INSTRUCTIONS TO FOLLOW » Reproduce every one of the records below word for word, leaving out the pictures.

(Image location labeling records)
══════

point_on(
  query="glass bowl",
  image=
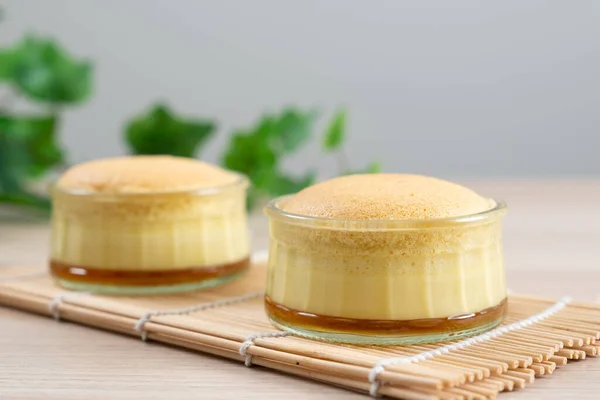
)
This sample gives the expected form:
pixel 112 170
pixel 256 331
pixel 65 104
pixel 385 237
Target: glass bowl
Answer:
pixel 385 281
pixel 149 243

══════

SOLUTION TO THIS PROBLEM »
point_on(
  query="glass bowl",
  image=
)
This sample gives the expected form:
pixel 112 170
pixel 256 331
pixel 65 104
pixel 385 237
Target: glass bowl
Answer:
pixel 385 281
pixel 149 243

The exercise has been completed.